All of the entries need to be written out again, exactly as they are.
── Stored records ──
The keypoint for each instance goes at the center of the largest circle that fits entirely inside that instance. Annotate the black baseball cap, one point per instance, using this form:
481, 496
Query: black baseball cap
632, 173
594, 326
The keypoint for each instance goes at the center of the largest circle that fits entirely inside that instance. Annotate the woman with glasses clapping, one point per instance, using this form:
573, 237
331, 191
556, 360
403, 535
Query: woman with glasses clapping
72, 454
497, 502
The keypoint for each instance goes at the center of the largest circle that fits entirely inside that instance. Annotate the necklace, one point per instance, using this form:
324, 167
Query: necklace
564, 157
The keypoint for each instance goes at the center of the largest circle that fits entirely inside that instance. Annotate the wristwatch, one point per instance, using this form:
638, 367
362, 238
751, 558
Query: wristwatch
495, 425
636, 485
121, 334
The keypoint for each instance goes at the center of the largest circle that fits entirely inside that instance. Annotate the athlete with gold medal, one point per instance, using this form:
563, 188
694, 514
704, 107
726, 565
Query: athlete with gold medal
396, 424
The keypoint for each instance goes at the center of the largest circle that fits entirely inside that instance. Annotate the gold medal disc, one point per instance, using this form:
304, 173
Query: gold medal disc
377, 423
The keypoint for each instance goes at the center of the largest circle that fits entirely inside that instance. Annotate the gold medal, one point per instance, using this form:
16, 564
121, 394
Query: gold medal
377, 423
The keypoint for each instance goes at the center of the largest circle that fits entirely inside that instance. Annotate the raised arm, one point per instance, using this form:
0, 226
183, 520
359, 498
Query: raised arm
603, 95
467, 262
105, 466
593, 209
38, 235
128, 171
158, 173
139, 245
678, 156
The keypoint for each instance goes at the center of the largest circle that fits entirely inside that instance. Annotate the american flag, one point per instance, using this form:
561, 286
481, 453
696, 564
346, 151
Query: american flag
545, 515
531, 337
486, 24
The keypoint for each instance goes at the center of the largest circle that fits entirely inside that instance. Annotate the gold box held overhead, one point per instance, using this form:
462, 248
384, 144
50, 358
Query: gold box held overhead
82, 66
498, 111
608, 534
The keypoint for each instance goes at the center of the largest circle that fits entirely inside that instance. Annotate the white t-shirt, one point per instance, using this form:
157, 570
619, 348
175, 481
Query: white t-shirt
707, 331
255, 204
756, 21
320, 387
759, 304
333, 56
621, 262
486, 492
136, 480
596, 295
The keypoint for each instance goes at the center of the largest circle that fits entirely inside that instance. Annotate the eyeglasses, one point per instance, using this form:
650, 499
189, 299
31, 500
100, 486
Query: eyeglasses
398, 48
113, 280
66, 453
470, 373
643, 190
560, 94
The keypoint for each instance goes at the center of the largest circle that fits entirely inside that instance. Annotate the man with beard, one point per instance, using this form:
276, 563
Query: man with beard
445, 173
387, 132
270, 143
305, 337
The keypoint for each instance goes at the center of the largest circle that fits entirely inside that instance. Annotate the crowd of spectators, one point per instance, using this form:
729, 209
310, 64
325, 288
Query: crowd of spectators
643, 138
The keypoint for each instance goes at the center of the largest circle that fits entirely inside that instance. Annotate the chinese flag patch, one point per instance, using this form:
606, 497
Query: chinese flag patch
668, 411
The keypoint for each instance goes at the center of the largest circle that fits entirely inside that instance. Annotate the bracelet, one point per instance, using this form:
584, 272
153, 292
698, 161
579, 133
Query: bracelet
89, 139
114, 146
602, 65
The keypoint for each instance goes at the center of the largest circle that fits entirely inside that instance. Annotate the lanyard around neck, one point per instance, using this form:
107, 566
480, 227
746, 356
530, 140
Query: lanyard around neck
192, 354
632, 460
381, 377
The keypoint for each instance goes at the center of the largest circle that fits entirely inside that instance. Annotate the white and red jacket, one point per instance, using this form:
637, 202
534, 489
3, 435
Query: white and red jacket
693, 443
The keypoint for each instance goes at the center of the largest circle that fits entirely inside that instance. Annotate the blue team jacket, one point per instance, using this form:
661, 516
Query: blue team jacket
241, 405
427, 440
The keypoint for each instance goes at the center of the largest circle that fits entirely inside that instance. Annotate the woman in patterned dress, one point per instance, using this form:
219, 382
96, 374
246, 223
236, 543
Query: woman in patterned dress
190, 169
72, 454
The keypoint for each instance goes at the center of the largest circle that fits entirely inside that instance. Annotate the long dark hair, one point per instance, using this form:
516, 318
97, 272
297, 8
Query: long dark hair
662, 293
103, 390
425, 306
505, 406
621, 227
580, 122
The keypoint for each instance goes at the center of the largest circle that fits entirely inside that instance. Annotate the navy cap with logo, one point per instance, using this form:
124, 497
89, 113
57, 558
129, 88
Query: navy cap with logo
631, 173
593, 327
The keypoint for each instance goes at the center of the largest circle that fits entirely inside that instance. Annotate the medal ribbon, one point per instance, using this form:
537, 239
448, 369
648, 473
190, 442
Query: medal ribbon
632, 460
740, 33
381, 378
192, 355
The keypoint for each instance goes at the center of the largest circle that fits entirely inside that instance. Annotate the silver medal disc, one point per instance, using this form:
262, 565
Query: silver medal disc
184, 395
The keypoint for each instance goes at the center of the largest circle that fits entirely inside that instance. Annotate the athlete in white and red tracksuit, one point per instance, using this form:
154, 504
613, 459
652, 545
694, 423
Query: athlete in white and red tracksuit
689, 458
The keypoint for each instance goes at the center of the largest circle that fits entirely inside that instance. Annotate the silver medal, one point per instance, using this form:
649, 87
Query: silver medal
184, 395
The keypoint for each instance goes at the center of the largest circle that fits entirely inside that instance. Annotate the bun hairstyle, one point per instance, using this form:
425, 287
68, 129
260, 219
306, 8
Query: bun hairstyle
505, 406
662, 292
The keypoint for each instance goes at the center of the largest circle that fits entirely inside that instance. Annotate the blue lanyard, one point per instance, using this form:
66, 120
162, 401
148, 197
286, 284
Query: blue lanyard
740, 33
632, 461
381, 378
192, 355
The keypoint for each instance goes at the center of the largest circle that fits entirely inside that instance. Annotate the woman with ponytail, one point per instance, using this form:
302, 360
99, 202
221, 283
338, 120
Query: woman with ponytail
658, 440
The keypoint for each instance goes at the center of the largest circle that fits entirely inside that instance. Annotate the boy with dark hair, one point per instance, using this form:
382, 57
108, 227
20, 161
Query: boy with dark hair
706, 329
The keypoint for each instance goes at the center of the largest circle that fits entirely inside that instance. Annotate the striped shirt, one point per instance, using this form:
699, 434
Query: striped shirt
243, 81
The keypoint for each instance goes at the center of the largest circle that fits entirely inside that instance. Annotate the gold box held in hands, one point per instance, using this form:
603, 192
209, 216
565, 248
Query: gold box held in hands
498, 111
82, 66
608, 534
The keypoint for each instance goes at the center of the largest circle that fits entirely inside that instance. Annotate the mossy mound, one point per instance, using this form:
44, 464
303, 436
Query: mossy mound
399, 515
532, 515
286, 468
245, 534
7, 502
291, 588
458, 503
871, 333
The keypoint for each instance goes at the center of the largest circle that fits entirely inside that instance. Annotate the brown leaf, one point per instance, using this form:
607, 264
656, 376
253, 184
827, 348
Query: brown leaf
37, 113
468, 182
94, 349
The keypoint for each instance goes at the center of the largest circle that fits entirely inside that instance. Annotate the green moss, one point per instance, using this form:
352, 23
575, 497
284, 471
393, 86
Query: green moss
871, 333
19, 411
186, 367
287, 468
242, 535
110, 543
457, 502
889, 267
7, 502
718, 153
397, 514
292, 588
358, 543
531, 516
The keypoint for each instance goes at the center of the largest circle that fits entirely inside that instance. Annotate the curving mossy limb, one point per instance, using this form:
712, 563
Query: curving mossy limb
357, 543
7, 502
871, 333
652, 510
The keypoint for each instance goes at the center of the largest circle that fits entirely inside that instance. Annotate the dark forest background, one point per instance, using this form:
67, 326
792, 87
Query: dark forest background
───
Finished answer:
The keypoint for each instance goes at the center of the largest circle that fits entirely inside that instance. Annotate the black baseball cap, one point per instance, using this form:
481, 496
Query: black baseball cap
632, 173
594, 326
The keypoint for each instance goes at the center of the largest circle that fits entirely inside that instance. Annotate the woman with glasses clapping, one point per instance, using this form:
573, 237
331, 191
556, 360
403, 535
Query: woman with glasses clapping
72, 454
497, 502
The keypoint for each instance goes at the center of the largest circle that fits entirely inside that instance. Annotate the necklace, one point per instance, using this form:
324, 167
Query: necklace
564, 157
The keypoint for each instance goes at the center of the largest circle that fits entirely inside that instance. Annotate the wristwatch, one point per instance, using this form:
638, 367
362, 238
751, 558
Query: wristwatch
495, 425
636, 485
121, 334
The keypoint for each instance goes at the center of the largest circle that fits entirely inside that instance. Annotate the athlete with gold medal, one point per instance, using this form:
563, 188
694, 514
704, 107
726, 565
Query: athlete with gold medal
396, 424
The keypoint for each instance goes at the center of the largest circle that fits entirely inside that instance. Annotate the gold medal disc, one point per instance, using this form:
304, 173
Query: gold medal disc
377, 423
The keypoint for each instance goes at the center of the largest circle that fits entirely inside that instance. Annotate the gold medal, one point per instance, using this form:
16, 564
121, 394
Query: gold medal
377, 423
The keypoint for each instance goes at the center of the largest circle that fits entirely inside that instance. Annotate the raised arm, one point per instance, using this form:
0, 226
183, 520
359, 498
Query: raised arm
603, 95
467, 262
105, 466
593, 209
38, 235
128, 171
158, 173
139, 245
678, 156
The keypoint for each instance goes at the center of the largest circle that fits entirely inside that instance. Annotate the american flag, one point per instance, using this form:
561, 286
481, 453
696, 564
346, 151
Query: american flag
545, 515
531, 337
486, 24
The keypoint for each instance goes at the center of the largest circle that fits entirely inside that instance. Annotate the gold box held overhead, one point per instance, using this form:
462, 248
384, 144
50, 358
Query: gold box held overhead
82, 66
498, 111
608, 534
The keypoint for each instance goes at the center of the largest circle that fits entirely inside that instance. Annotate the white t-shirt, one point per instance, using this form:
157, 570
619, 348
175, 481
Query: white t-shirt
707, 331
255, 204
756, 21
320, 387
759, 304
333, 56
621, 262
486, 492
136, 480
596, 295
The keypoint for each instance goes at the center of the largest circle that fits entirely inside that instance. Annotate the eyeglasses, one point per instance, using this form:
650, 499
189, 299
31, 500
100, 486
Query: eyeglasses
398, 48
113, 280
66, 453
470, 373
643, 190
560, 94
The keypoint for each instance goes at the center of the largest circle that fits entirely inside that instance. Annotate the man with beard, one point per instance, using this form:
276, 563
Query: man with beard
445, 173
387, 132
270, 143
305, 337
The keypoint for each instance goes at the center of the largest circle that fits entirely inside that instance. Annotate the crowd of spectators, one point per instance, using this form:
729, 209
310, 64
325, 288
Query: crowd of spectators
643, 138
The keypoint for each instance goes at the center of the largest circle that fits entirely inside that instance. Annotate the chinese flag patch, one point per instance, using this form:
606, 497
Query: chinese flag patch
668, 411
The keypoint for each instance goes at the center of the largest circle that fits entirely inside that instance. Annotate the bracelet, one point per instance, using this form:
584, 272
153, 292
698, 161
579, 133
Query: bracelet
89, 139
114, 146
602, 65
The keypoint for each instance goes at the center of the largest circle that fits entirely inside that instance. Annotate the lanyard around neck, one point per instance, using this form:
107, 566
480, 227
746, 356
530, 140
Query: lanyard around neck
192, 354
632, 460
381, 377
The keypoint for each instance goes at the center of the largest circle that fits entirely inside that instance. Annotate the white and red jacket, one point per instance, using this form:
637, 202
534, 489
3, 435
Query: white and red jacket
693, 443
The keypoint for each instance goes at the center of the largest circle that fits entirely inside that instance. Annotate the blue team jacket, one point per instance, using this form:
661, 516
Query: blue team jacket
241, 405
427, 440
The keypoint for each instance goes at the center of the largest circle that fits entirely inside that instance. Annotate the woman in patterned dress, one point per instance, using this form:
219, 382
96, 374
246, 223
236, 543
Query: woman in patterned dress
190, 169
72, 454
The keypoint for each instance goes at the center of the largest circle that fits entirely inside that instance. Annotate the long dark hair, one point per instance, using this form:
516, 318
97, 272
297, 8
Query: long dark hair
662, 293
103, 390
425, 306
505, 406
621, 227
580, 122
The keypoint for each instance goes at the center of the largest circle that fits entirely inside that instance. Annotate the navy cap with logo, one point per instance, using this form:
124, 497
89, 113
57, 558
129, 88
Query: navy cap with logo
631, 173
593, 327
The keypoint for each instance goes at the center of the largest circle that fits entirely inside that instance. Annotate the medal ribbon, one point per instance, using this form:
537, 239
448, 369
648, 473
190, 442
Query: medal ribbon
632, 460
740, 33
381, 378
192, 355
The keypoint for each instance goes at the center of the largest circle that fits entirely inside that instance. Annotate the silver medal disc, one point per instance, using this form:
262, 565
Query: silver medal disc
184, 395
The keypoint for each instance goes at the center of the largest circle that fits entirely inside that instance. Annotate the athlete in white and red tracksuit, one point per instance, using this form:
154, 504
613, 459
652, 545
694, 423
Query: athlete in white and red tracksuit
689, 458
The keypoint for each instance goes at the center of the largest circle that fits entirely inside that instance. Annotate the silver medal, one point per instance, using this form:
649, 87
Query: silver medal
184, 395
The keypoint for each instance goes at the center of the largest circle that fits entirely inside that instance. Annotate the bun hairstyle, one point per instance, using this form:
425, 287
68, 129
260, 219
306, 8
Query: bun hairstyle
505, 406
662, 292
The keypoint for each instance goes at the center of the largest circle that fits entirely inside that instance. Annotate the blue lanyard, one point per instance, using this form:
66, 120
162, 401
148, 197
286, 284
Query: blue lanyard
740, 33
632, 461
381, 378
192, 355
The keypoint for each instance goes at the center of the largest circle that fits entirely inside that instance. Annotate the woman with ponytail, one point per instance, using this form:
302, 360
99, 202
221, 283
338, 120
Query: woman with ponytail
658, 440
The keypoint for each instance goes at the center of the largest circle that fits entirely inside that instance. Annotate the boy with dark hair, one point per instance, using this form:
382, 57
108, 227
20, 161
Query: boy with dark hair
706, 329
The keypoint for each instance goes at the center of the largest circle that fits entirely inside that instance. Annotate the striped shirt, one point per instance, using this form:
699, 434
Query: striped shirt
243, 81
The keypoint for each instance goes at the center of the largest circle that fits entirely inside that instance. Annotate the gold box held in hands, one point per instance, using this form:
603, 192
209, 216
565, 248
Query: gold box held in hands
498, 111
82, 66
608, 534
The keypoint for each instance goes at the center of the largest circle that fits entirely inside that instance. Annotate the mossy mound, one point per instance, using this form:
44, 464
303, 436
Query: mossy mound
399, 515
532, 515
286, 468
245, 534
7, 502
291, 588
458, 503
871, 333
The keypoint for each instance goes at the center of the largest circle that fits entirely inside that instance. Annotate the brown leaf, one point per instance, using this form:
607, 264
656, 376
253, 184
827, 348
Query: brown leaf
37, 113
468, 182
94, 349
The keypoint for each instance goes at the center of the largest circle that fits entirely inside that instance. Annotate the green moss, one point per instance, using this form:
352, 23
575, 497
284, 471
393, 86
Query: green moss
871, 333
19, 411
186, 367
287, 468
242, 535
110, 543
457, 502
889, 267
7, 502
718, 153
397, 514
292, 588
358, 543
531, 516
The keypoint for each instance goes at the center of the largest circle that fits entirely inside that instance. Annotate the curving mossy limb, one point per instance, using this form:
712, 563
Query: curving mossy limb
357, 543
7, 502
871, 333
652, 510
The keypoint for each instance goes at the center of the largest circle that fits entirely inside that instance. Annotate the dark forest background, one point per instance, using this form:
67, 326
792, 87
Query: dark forest background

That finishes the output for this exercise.